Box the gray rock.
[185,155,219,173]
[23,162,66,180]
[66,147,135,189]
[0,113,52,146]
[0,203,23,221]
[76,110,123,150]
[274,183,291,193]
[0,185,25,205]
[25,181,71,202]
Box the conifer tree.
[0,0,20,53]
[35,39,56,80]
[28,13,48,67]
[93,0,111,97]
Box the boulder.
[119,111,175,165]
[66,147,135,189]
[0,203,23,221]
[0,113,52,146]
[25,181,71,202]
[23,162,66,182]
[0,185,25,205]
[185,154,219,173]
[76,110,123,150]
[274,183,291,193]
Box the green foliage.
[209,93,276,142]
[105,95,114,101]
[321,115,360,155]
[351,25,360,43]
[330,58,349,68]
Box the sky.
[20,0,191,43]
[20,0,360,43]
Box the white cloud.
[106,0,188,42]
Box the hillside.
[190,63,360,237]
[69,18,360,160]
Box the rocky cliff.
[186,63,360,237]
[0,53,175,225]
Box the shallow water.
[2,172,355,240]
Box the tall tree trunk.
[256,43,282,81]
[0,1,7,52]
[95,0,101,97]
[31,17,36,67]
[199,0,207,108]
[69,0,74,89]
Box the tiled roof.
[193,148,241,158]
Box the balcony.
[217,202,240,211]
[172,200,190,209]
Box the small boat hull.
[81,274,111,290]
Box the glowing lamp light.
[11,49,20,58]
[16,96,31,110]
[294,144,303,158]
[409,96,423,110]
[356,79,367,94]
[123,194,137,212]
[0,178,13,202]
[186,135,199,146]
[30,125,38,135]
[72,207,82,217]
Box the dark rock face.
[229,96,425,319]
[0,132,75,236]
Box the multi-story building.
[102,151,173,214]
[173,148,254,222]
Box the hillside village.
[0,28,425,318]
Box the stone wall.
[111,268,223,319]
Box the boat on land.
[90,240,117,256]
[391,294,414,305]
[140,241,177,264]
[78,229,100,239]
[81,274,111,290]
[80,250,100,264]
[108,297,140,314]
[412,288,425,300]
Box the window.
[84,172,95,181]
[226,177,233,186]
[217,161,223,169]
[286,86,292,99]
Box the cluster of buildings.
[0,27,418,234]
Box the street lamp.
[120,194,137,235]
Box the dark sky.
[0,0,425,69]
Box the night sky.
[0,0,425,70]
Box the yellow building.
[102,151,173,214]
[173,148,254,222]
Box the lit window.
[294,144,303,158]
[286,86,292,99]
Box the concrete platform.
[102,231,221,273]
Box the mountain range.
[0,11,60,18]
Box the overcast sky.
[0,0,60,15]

*INSTRUCTIONS FOR THE TASK:* Reproduce the records from the line containing "Box the green foliage." through the line containing "[0,0,425,70]", inclusive, substituting "Outline" for every "Box" and changing nothing else. Return only those lines.

*CORRECT OUTPUT:*
Outline the green foliage.
[209,93,276,142]
[105,95,114,101]
[321,115,360,155]
[351,25,360,43]
[330,58,349,68]
Outline the sky.
[20,0,191,43]
[20,0,360,43]
Outline the white cloud.
[106,0,188,42]
Outline the hillside.
[190,63,360,237]
[69,18,360,160]
Outline the rocky cliff.
[186,63,360,237]
[0,53,175,225]
Outline the shallow water.
[2,172,355,240]
Outline the tall tree trunk.
[256,43,282,81]
[0,1,7,52]
[95,0,101,97]
[31,17,36,67]
[199,0,207,108]
[69,0,74,89]
Outline the tiled roof.
[193,148,241,158]
Outline the balcony.
[217,202,240,211]
[172,200,190,209]
Outline the small boat hull.
[81,274,111,290]
Outline the glowing lamp light.
[11,49,20,58]
[16,96,31,110]
[294,144,303,158]
[409,96,423,110]
[356,79,367,94]
[123,194,137,212]
[0,178,13,202]
[186,135,199,146]
[30,125,38,135]
[72,207,82,217]
Outline the dark rock face.
[229,96,425,319]
[0,132,75,236]
Outline the multi-story building.
[102,151,173,214]
[173,148,254,222]
Outline the hillside village.
[0,28,425,318]
Outline the stone wall.
[111,268,223,319]
Outline the boat on land.
[90,240,117,256]
[391,294,414,305]
[140,241,177,264]
[78,229,100,239]
[81,274,111,290]
[80,250,100,264]
[108,297,140,314]
[412,288,425,300]
Outline the window.
[84,172,95,181]
[226,177,233,186]
[217,161,223,169]
[286,86,292,99]
Outline the cluster of buildings.
[0,27,418,234]
Outline the street lamp.
[120,194,137,235]
Outline the dark sky.
[0,0,425,69]
Outline the night sky.
[0,0,425,70]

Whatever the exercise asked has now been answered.